Exercise goal
Transcribe exactly the lines from the one holding "Please reply with" to the end of the data below, including both of those lines and no others.

++++ Given records ++++

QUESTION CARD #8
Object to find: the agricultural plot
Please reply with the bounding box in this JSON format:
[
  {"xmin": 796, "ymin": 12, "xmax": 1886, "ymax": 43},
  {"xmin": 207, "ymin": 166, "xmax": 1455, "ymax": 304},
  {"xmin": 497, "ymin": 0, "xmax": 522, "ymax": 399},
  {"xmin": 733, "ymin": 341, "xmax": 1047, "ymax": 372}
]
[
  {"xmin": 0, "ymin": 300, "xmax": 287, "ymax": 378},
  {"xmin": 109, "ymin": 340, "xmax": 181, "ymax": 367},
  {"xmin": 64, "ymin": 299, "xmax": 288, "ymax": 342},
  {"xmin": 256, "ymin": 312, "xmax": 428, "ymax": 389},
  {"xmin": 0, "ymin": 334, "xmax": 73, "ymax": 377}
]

++++

Response below
Please reply with the bounding box in this JSON format:
[
  {"xmin": 796, "ymin": 12, "xmax": 1886, "ymax": 43},
  {"xmin": 207, "ymin": 166, "xmax": 1455, "ymax": 304},
  {"xmin": 497, "ymin": 0, "xmax": 522, "ymax": 399},
  {"xmin": 733, "ymin": 341, "xmax": 1047, "ymax": 372}
]
[
  {"xmin": 0, "ymin": 300, "xmax": 287, "ymax": 378},
  {"xmin": 109, "ymin": 340, "xmax": 181, "ymax": 367},
  {"xmin": 64, "ymin": 299, "xmax": 288, "ymax": 342},
  {"xmin": 256, "ymin": 312, "xmax": 428, "ymax": 389},
  {"xmin": 0, "ymin": 334, "xmax": 73, "ymax": 377}
]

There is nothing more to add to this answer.